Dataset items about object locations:
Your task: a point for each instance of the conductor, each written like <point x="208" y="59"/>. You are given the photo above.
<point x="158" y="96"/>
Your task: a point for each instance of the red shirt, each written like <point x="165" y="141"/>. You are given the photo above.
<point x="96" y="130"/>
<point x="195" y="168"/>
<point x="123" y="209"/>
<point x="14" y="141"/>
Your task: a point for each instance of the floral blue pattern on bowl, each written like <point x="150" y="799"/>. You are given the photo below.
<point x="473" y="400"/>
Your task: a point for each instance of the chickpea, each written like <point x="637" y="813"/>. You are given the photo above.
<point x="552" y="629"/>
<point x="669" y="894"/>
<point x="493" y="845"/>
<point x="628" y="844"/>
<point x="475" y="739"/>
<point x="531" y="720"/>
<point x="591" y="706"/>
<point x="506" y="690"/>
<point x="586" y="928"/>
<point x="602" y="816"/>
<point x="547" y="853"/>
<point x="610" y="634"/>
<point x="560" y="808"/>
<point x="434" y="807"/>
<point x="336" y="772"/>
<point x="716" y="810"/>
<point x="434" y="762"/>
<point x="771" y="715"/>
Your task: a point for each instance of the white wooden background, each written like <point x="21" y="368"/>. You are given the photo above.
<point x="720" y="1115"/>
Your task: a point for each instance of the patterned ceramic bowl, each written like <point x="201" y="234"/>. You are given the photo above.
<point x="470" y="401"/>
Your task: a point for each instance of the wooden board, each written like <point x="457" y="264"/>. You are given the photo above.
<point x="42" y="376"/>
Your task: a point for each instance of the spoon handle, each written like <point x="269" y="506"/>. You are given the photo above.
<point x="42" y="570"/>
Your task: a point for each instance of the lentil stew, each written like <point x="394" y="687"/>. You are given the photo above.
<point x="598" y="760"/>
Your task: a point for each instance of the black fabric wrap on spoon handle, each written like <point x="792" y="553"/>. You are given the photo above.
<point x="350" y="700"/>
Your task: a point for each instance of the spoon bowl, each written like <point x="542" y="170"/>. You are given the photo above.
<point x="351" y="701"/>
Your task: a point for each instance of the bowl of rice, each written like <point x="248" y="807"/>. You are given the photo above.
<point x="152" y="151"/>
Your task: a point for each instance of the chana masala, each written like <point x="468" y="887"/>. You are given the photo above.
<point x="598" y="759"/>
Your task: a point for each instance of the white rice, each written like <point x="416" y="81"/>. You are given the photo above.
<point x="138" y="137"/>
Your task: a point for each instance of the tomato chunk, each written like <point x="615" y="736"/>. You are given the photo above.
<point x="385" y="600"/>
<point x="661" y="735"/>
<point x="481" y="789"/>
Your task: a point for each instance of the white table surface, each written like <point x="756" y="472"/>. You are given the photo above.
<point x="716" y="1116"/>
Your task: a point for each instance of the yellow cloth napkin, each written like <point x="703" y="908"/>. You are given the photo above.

Goal:
Copy every item above word for word, with nothing changed.

Task output:
Your task: a point for each instance of the conductor, each written like <point x="208" y="59"/>. You are given the photo above.
<point x="158" y="96"/>
Your task: a point for each instance of the red shirt, each written like <point x="165" y="141"/>. You are given the photo above.
<point x="96" y="130"/>
<point x="195" y="168"/>
<point x="123" y="209"/>
<point x="14" y="141"/>
Your task: a point for each instance of the floral blue pattern on bowl, each written like <point x="150" y="799"/>. You are given the photo below.
<point x="473" y="400"/>
Your task: a point for each instance of the chickpea, each written like <point x="637" y="813"/>. You are given the photo above.
<point x="552" y="629"/>
<point x="669" y="894"/>
<point x="493" y="845"/>
<point x="628" y="844"/>
<point x="475" y="739"/>
<point x="531" y="720"/>
<point x="591" y="706"/>
<point x="506" y="690"/>
<point x="586" y="928"/>
<point x="602" y="816"/>
<point x="547" y="853"/>
<point x="610" y="634"/>
<point x="560" y="808"/>
<point x="434" y="807"/>
<point x="336" y="772"/>
<point x="716" y="810"/>
<point x="434" y="762"/>
<point x="771" y="715"/>
Your task: a point for each instance of the white wooden background, each written like <point x="21" y="368"/>. You are given the photo above.
<point x="720" y="1115"/>
Your task: a point for each instance of the patterned ceramic bowl, each written like <point x="201" y="234"/>. You are given the photo above.
<point x="470" y="401"/>
Your task: a point for each instance of the wooden board, each written like <point x="457" y="264"/>. You are given the photo above.
<point x="42" y="376"/>
Your task: a point for each instance of the spoon handle, each written like <point x="269" y="506"/>. You are given the photo above.
<point x="42" y="570"/>
Your task: a point for each instance of the lentil stew, each written like <point x="394" y="687"/>. You are given the photo above.
<point x="598" y="760"/>
Your task: a point for each instance of the black fabric wrap on spoon handle, each written like <point x="792" y="553"/>. You are given the photo above.
<point x="350" y="700"/>
Your task: a point for each instance of the spoon bowl, each written like <point x="542" y="170"/>. You are given the photo above.
<point x="351" y="701"/>
Your task: a point for each instance of the bowl of rice, each written like <point x="248" y="807"/>. You are given the photo above.
<point x="152" y="151"/>
Your task: a point for each instance of the chana masala, each written like <point x="468" y="887"/>. You are given the photo above.
<point x="598" y="759"/>
Your task: a point for each instance of the white rice, each written like <point x="416" y="81"/>. You are given the photo above.
<point x="138" y="137"/>
Your task: a point for each instance of the tomato chunk, each written like <point x="615" y="736"/>. You are given the photo above.
<point x="385" y="600"/>
<point x="661" y="735"/>
<point x="481" y="789"/>
Your task: a point for each instance of the white table surface, each written like <point x="756" y="472"/>. You are given the photo above.
<point x="716" y="1116"/>
Your task: a point for each instance of the yellow cloth napkin, each written like <point x="703" y="908"/>. You are given the photo above.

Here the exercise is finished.